◆ Goal: Tally the lines in the records below that contain the word "clove". Give only the number.

[Entries from an annotation dataset]
▬▬▬▬▬▬▬▬▬▬
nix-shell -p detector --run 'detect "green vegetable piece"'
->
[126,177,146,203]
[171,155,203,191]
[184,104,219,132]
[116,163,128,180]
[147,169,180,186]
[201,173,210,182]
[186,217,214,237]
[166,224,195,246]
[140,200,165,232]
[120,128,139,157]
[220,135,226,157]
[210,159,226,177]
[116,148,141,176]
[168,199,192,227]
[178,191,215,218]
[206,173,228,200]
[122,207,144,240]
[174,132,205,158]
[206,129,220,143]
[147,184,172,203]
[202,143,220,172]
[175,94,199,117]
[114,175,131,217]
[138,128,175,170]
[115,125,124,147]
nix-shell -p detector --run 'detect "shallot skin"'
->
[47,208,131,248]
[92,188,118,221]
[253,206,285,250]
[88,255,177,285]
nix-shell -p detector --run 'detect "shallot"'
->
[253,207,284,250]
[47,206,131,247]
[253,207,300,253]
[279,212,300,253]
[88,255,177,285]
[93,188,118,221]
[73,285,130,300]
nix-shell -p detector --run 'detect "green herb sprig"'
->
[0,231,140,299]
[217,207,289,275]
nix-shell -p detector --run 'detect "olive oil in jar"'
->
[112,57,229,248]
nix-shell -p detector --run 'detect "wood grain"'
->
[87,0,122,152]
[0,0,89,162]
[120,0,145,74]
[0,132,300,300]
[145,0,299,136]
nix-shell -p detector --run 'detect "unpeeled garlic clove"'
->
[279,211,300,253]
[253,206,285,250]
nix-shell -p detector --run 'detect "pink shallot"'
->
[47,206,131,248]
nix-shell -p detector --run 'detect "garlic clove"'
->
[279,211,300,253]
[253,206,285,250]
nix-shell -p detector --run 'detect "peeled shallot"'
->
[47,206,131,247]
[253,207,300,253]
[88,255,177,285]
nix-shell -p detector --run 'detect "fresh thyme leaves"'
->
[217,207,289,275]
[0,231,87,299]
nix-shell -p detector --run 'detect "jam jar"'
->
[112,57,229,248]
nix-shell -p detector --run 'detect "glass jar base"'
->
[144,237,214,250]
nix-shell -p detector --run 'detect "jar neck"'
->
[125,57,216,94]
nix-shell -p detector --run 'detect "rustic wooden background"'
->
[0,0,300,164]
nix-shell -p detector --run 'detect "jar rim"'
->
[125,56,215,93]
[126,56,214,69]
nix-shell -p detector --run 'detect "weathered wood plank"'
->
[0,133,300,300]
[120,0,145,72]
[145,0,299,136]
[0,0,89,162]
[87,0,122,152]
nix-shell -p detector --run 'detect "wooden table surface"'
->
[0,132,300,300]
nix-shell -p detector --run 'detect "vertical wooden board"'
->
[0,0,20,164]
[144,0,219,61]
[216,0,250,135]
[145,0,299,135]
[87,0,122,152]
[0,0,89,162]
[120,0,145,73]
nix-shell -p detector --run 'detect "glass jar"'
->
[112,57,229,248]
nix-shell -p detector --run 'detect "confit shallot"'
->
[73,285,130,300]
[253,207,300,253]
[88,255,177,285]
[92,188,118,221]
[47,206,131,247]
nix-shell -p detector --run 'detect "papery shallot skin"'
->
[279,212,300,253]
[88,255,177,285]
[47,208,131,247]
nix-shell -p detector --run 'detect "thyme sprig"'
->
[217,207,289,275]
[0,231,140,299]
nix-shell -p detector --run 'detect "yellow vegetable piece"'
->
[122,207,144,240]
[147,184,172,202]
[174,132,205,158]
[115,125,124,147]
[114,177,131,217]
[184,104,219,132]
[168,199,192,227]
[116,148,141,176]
▬▬▬▬▬▬▬▬▬▬
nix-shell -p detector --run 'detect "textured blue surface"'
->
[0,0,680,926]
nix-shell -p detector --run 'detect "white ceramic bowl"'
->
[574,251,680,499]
▬▬▬▬▬▬▬▬▬▬
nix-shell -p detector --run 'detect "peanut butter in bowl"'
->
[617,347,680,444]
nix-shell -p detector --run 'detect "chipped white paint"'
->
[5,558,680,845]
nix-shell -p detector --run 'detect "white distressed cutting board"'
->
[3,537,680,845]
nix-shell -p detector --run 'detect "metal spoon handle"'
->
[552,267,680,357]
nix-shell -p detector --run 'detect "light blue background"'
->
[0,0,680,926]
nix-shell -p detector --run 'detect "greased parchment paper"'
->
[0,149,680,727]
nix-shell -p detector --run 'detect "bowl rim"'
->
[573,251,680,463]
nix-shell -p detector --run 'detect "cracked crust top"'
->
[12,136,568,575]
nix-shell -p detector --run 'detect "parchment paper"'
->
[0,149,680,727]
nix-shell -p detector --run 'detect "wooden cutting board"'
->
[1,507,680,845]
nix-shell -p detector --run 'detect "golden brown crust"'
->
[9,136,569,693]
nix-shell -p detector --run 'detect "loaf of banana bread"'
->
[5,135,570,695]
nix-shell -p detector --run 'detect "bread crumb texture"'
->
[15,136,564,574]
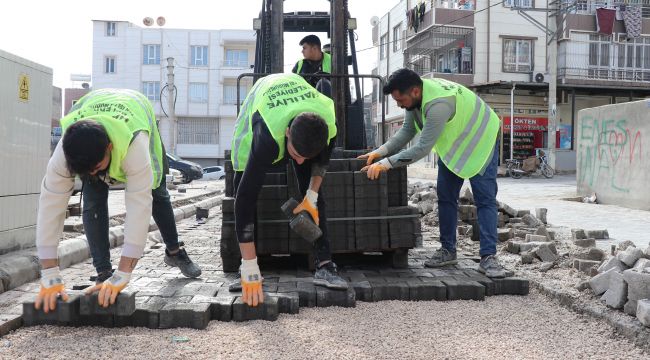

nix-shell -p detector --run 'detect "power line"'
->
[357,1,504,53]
▬▬▬▬▬▬▬▬▬▬
◆ Response to this task: 2